Passage shown:
☆ ☆ ☆ ☆ ☆
Cycle 5: do the thing. Address register to address bus, Accumulator register to data bus, and initiate a memory write to complete the STA. While that's going on, use the ALU to update the low byte of the program counter to get ready for Cycle 0 of the next instruction.
And now come the subtleties and edge cases. This is computing, so according to the Treaty of Westphalia you have to have subtleties and edge cases.
Any time the ALU is being used to add something to the low half of a 16 bit address like those in the program counter or the address register, it might happen that doing so generates a carry out - meaning that the addition result doesn't actually fit in 8 bits, and another 8 bit add needs to happen to update the high half of the address.
But by the time the 6502 notices this, it's set up to run some memory access cycle regardless, which it will do - generally using a bogus half-calculated address that's $100 too low - in order to give the ALU a cycle to complete the upper-half calculation in. Then it re-runs the same memory access cycle again, this time using the fully calculated address and simply discarding the result of the first cycle.
This is the cause of all those delays that the manual refers to as "page boundary crossings". Any time the upper half of some address needs updating, it costs an extra cycle to get that result from the 8 bit ALU.
☆ ☆ ☆ ☆ ☆
Rows:
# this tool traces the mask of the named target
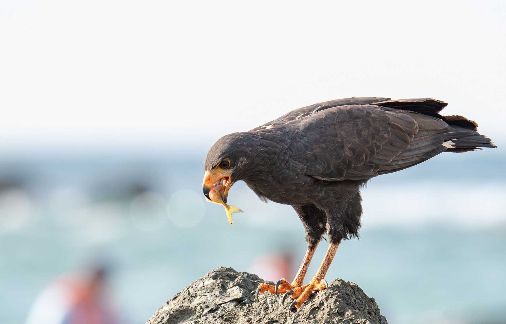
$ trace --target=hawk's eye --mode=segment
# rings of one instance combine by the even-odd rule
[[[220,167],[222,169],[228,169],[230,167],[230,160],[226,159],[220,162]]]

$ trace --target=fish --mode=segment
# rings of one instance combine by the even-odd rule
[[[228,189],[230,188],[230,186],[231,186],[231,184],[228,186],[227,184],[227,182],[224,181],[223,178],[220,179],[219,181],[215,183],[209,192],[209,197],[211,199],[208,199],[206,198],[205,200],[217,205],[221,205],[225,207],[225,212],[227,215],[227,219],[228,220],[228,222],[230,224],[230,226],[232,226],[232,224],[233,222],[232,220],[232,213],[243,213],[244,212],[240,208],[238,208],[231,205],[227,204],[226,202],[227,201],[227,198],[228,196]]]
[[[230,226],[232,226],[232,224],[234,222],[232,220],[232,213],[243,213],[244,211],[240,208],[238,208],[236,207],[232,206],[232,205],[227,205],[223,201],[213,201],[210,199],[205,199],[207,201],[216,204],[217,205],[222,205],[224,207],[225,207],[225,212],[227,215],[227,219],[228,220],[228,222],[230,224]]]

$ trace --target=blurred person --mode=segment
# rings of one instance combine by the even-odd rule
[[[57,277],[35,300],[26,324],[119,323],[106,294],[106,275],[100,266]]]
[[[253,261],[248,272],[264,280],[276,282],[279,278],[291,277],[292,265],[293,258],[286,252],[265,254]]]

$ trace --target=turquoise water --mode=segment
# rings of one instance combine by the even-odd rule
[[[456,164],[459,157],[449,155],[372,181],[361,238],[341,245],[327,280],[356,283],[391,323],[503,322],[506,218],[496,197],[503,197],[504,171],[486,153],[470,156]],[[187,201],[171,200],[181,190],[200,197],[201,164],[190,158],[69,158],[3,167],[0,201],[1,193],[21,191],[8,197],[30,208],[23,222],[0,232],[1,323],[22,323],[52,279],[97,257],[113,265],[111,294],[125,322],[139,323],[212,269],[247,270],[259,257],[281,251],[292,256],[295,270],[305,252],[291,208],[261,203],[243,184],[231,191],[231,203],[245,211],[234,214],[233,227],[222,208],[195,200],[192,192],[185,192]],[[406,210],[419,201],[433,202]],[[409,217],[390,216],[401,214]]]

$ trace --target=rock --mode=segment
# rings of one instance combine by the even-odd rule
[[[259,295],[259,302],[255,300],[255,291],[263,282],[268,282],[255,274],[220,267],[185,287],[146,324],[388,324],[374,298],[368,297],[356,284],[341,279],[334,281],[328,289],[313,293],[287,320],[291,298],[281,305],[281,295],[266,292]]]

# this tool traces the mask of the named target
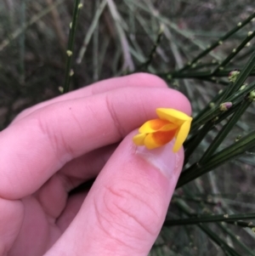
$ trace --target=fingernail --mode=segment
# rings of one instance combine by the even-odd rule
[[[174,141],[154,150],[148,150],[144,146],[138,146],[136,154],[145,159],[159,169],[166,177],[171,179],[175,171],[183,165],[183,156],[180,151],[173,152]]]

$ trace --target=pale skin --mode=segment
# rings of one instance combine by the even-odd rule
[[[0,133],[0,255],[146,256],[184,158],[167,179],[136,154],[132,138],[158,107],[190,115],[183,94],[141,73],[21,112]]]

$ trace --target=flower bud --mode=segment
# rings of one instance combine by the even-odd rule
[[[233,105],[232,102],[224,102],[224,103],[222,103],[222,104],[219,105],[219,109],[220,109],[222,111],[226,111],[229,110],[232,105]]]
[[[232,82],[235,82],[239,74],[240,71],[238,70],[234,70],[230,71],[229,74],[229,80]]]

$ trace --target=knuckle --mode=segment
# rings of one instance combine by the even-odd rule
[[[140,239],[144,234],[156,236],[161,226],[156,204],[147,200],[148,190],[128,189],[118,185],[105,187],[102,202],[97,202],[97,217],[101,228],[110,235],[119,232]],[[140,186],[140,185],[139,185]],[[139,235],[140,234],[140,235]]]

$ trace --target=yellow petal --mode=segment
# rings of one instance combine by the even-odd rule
☆ ☆ ☆ ☆ ☆
Direction: Continue the passage on 6502 instruction cycles and page boundary crossings, picking up after its final sentence.

Result of this exercise:
Now, the occasional bogus read between friends is one thing, but the design of many peripheral chips makes the occasional bogus write something else entirely. Bogus writes are unacceptable in polite society because they cause memory corruption, so the 6502 never issues them; any time it has to perform a memory access cycle with an address that could be wrong, it forces that access to be done as a read.
The decision about whether a given read is bogus or not actually gets made during the read. If it turns out that the address was actually OK, the 6502 simply keeps the first result rather than doing a re-run.
This scheme works really well except on indexed store instructions, which must do their write during the repeat cycle because the initial try ("drinks and sweets", Cycle 4 above) can't be a write. The timing of indexed stores works as if they always experience a page boundary crossing, even when they don't, and the write cycle generated by an indexed store instruction is always preceded one cycle earlier by a read: either to the same address about to be written, or to a bogus address $100 bytes earlier in memory if a high-byte ALU cycle was in fact required.
So. Back to speakers.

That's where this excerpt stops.